- [STORED RECORDS]:
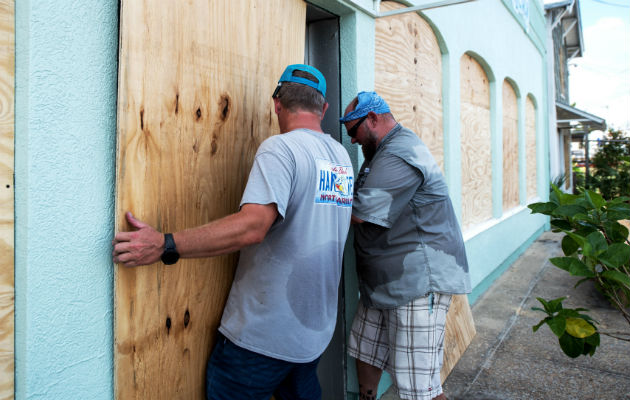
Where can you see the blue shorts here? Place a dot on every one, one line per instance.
(234, 373)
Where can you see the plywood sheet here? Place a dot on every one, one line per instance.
(460, 331)
(530, 147)
(7, 92)
(195, 85)
(510, 148)
(408, 75)
(475, 143)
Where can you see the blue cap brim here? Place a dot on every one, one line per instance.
(368, 101)
(287, 76)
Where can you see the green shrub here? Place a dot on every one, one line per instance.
(596, 248)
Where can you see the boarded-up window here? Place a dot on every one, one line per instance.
(510, 147)
(7, 79)
(476, 145)
(408, 74)
(530, 147)
(196, 79)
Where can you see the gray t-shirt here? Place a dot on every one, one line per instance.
(410, 243)
(283, 302)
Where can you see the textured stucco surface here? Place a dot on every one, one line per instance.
(66, 79)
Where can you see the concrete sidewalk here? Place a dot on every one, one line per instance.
(506, 360)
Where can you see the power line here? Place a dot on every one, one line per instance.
(612, 4)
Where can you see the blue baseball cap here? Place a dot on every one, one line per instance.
(368, 101)
(287, 76)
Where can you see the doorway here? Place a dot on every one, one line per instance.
(321, 50)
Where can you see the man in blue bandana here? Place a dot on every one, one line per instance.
(291, 229)
(410, 255)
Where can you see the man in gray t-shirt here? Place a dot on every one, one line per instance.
(410, 255)
(291, 229)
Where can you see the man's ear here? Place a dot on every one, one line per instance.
(277, 106)
(324, 110)
(372, 119)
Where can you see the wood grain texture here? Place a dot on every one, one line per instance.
(510, 148)
(460, 331)
(195, 85)
(408, 75)
(7, 119)
(475, 143)
(530, 148)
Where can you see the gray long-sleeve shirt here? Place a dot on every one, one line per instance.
(410, 243)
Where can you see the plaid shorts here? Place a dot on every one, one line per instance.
(407, 342)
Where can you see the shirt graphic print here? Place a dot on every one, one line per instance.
(334, 185)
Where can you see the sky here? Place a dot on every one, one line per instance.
(599, 81)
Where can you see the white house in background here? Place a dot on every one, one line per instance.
(567, 124)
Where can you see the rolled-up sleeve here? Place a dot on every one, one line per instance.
(389, 186)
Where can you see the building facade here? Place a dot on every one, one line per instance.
(470, 77)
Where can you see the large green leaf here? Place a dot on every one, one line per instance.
(595, 244)
(538, 325)
(577, 327)
(569, 246)
(571, 346)
(615, 231)
(618, 254)
(551, 306)
(618, 277)
(561, 224)
(558, 325)
(595, 199)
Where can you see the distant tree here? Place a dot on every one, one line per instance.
(611, 177)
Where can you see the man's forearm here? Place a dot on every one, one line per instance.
(145, 244)
(225, 235)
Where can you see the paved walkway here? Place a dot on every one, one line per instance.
(507, 361)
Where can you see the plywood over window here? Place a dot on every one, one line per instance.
(510, 147)
(7, 94)
(195, 85)
(476, 143)
(408, 74)
(530, 148)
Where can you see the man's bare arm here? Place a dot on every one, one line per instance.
(231, 233)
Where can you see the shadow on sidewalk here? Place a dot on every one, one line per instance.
(507, 360)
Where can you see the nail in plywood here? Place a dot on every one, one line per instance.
(408, 71)
(408, 74)
(476, 143)
(510, 148)
(530, 147)
(7, 94)
(195, 85)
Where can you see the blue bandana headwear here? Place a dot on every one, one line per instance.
(368, 101)
(287, 76)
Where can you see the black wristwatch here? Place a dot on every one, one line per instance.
(170, 254)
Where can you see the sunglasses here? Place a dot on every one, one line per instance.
(352, 132)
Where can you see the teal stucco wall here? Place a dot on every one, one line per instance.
(66, 78)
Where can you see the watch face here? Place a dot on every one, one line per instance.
(170, 257)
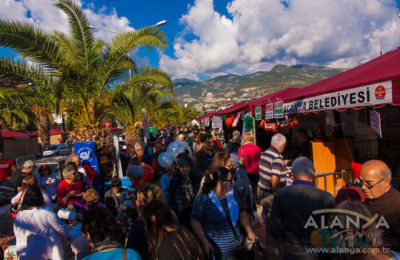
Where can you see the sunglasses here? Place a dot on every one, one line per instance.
(360, 183)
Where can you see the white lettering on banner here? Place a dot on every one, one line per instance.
(217, 122)
(269, 111)
(278, 109)
(258, 115)
(206, 122)
(236, 119)
(374, 94)
(375, 119)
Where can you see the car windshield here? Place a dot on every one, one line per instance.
(49, 147)
(54, 169)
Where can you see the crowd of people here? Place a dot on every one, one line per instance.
(204, 203)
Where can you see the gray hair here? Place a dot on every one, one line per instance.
(139, 143)
(386, 173)
(278, 139)
(303, 166)
(68, 171)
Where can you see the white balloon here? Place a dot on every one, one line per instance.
(165, 160)
(187, 147)
(176, 148)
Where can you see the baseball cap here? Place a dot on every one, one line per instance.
(134, 171)
(27, 164)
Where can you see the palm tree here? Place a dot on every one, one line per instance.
(78, 69)
(148, 93)
(12, 114)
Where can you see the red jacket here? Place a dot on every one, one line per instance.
(252, 154)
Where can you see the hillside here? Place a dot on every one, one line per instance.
(237, 88)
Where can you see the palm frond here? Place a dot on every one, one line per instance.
(30, 42)
(82, 34)
(124, 43)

- [PROBLEM STATEMENT]: Repeat each line of the records above exactly, but do not copy the pictures.

- [CORRECT OUTPUT]:
Where can you see the blue shorts here? Place a dot on every one, one line per instance.
(234, 373)
Where can you see the plywood sheet here? Place a dot on every one, one line per instance.
(460, 331)
(530, 147)
(7, 92)
(195, 85)
(510, 148)
(408, 75)
(475, 143)
Where can you see the blue cap brim here? Place a dot on every one, one line per instance.
(368, 101)
(287, 76)
Where can you see the green shrub here? Place a dot on every one, one line per instance.
(596, 248)
Where can you see the boarded-up window here? Place a dot on every one, one line per instance.
(510, 147)
(7, 79)
(476, 145)
(408, 74)
(530, 147)
(196, 79)
Where can you see the gray t-shirt here? Place a dot on every one, one line per instance.
(410, 243)
(283, 302)
Where can you see the textured stucco surface here? Place a dot on every one, one line per instance.
(66, 79)
Where can you see the concrete sidewalk here? Place a dot on every one, one line per instance.
(506, 360)
Where can you see the power line here? Place a dot on every one, one line per instance.
(612, 4)
Where can you see the blue baseball cap here? Place a dot on every one, one line per instance.
(368, 101)
(287, 76)
Where can you see the doorway here? Place a dot on every one, one line per instance.
(321, 50)
Where can you see the man in blue bandana here? Place a dot on every one, one line per instance.
(291, 229)
(410, 255)
Where can you see the man in gray t-shirt here? Place a dot on every one, one line per instance.
(410, 255)
(291, 229)
Where can you see the man's ear here? Place a dot on every one, one line per instance.
(277, 106)
(324, 110)
(372, 119)
Where can you see the wood grain texture here? Place a dot on every one, one line per instance.
(510, 148)
(460, 331)
(195, 85)
(408, 75)
(7, 119)
(475, 143)
(530, 148)
Where can you see the gray long-sleeve shirt here? Place a dot on every one, one line per instance.
(410, 243)
Where can you see the plaid shorts here? Place a dot on every one, one line per instance.
(407, 342)
Where can you see the shirt graphic print here? Place a dot on every one, one line per instance.
(334, 185)
Where can you see the sky here? Place a dot on every one, one line per instance.
(599, 81)
Where can you see the white house in background here? Place a dot on every one, one line per instance.
(567, 124)
Where can you see the rolled-up sleeve here? Place a dot on every one, one line per instance.
(389, 186)
Where can you see the building facade here? Place a dot on every one, one line per instance.
(470, 77)
Where can you see the large green leaf here? Place a dot on every one, one line per instance.
(595, 244)
(538, 325)
(577, 327)
(569, 246)
(571, 346)
(615, 231)
(618, 254)
(551, 306)
(618, 277)
(561, 224)
(558, 325)
(595, 199)
Where can you see the distant tree here? Place a dot on every one, one line per instance.
(611, 177)
Where can you see the man's forearm here? Place a dot on every one, one line per instance.
(145, 244)
(225, 235)
Where can you see the paved walkway here? Place a dot on every one, one line per instance.
(507, 361)
Where can you see the plywood over window here? Place a dot on every one, one line per instance.
(510, 147)
(7, 94)
(195, 85)
(476, 143)
(408, 74)
(530, 148)
Where can you see the man's bare arm here? Place a dot on every one, one line per instance.
(231, 233)
Where can you see the shadow on sidewalk here? Place a dot on every one, one line per instance.
(507, 360)
Where can you see the nail in plywood here? Place a dot on every one, one line per instance.
(408, 71)
(408, 74)
(476, 143)
(510, 148)
(530, 147)
(7, 94)
(195, 85)
Where can you see the blue bandana headwear here? Place a dot on every one, one line per instance.
(368, 101)
(287, 76)
Where can you see the black wristwatch here? Place a dot on every one, one line per instance.
(170, 254)
Where can you see the sunglasses here? Place a dot on every one, one line per instance.
(352, 132)
Where can you see the teal stucco wall here? Place a dot on every one, one line per instance.
(66, 78)
Where can you see the watch face here? Place a dot on every one, one line per instance.
(170, 257)
Where can you see the sunglasses here? Place a dot on every one, one line per instance.
(360, 183)
Where can you see the white lettering on banner here? Place a dot on every one, one line per instance.
(217, 122)
(269, 111)
(278, 109)
(258, 115)
(206, 122)
(236, 119)
(374, 94)
(375, 119)
Where can you see the car windshield here? Place a dot on every one, one line per instance.
(49, 147)
(54, 169)
Where can you see the crowd of people here? Place a dot on every one, one line per instance.
(204, 203)
Where can you see the gray hair here? Place a dot on every one, one line per instance.
(139, 143)
(386, 173)
(278, 139)
(303, 166)
(68, 171)
Where can you see the white balloon here? Place a dot on every one, one line per instance.
(165, 160)
(187, 147)
(176, 148)
Where can you see the baseball cap here? Place a dot on every one, one line per instance.
(134, 171)
(27, 164)
Where can you see the palm tree here? Place a dot on every one, one line per instance.
(78, 69)
(148, 93)
(12, 114)
Where can you see the red jacket here? Place a dot on every one, one line per instance.
(252, 154)
Where can you see the hillside here? Place a dot on every one, one line per instance.
(237, 88)
Where can you see the palm frond here? Place a dot on every one, one line per instance.
(30, 42)
(82, 34)
(124, 43)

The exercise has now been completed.